WHAT THE TASK ASKS = Copy out the following lines word for word, keeping every character, bracket, and line break unchanged.

══════════

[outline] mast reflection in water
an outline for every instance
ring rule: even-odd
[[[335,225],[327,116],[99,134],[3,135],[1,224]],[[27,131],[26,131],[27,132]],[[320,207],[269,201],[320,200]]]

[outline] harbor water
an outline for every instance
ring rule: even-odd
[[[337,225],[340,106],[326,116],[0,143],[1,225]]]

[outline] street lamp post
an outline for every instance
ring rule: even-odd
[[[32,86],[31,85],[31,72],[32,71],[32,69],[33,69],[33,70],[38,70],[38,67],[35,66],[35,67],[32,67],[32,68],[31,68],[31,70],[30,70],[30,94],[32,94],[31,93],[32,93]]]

══════════

EXERCISE SOLUTION =
[outline] mast reflection in water
an outline for every instance
ring rule: even-odd
[[[335,225],[327,116],[99,134],[3,135],[1,224]],[[27,131],[26,131],[27,132]],[[320,207],[269,201],[320,200]]]

[outline] harbor water
an outline for every instance
ring rule: even-odd
[[[337,225],[340,106],[326,116],[0,143],[1,225]]]

[outline] street lamp post
an outline for every instance
ring rule: even-odd
[[[32,86],[31,85],[31,72],[32,71],[32,69],[33,69],[33,70],[38,70],[38,67],[35,66],[35,67],[32,67],[32,68],[31,68],[31,70],[30,70],[30,94],[32,94],[31,93],[32,93]]]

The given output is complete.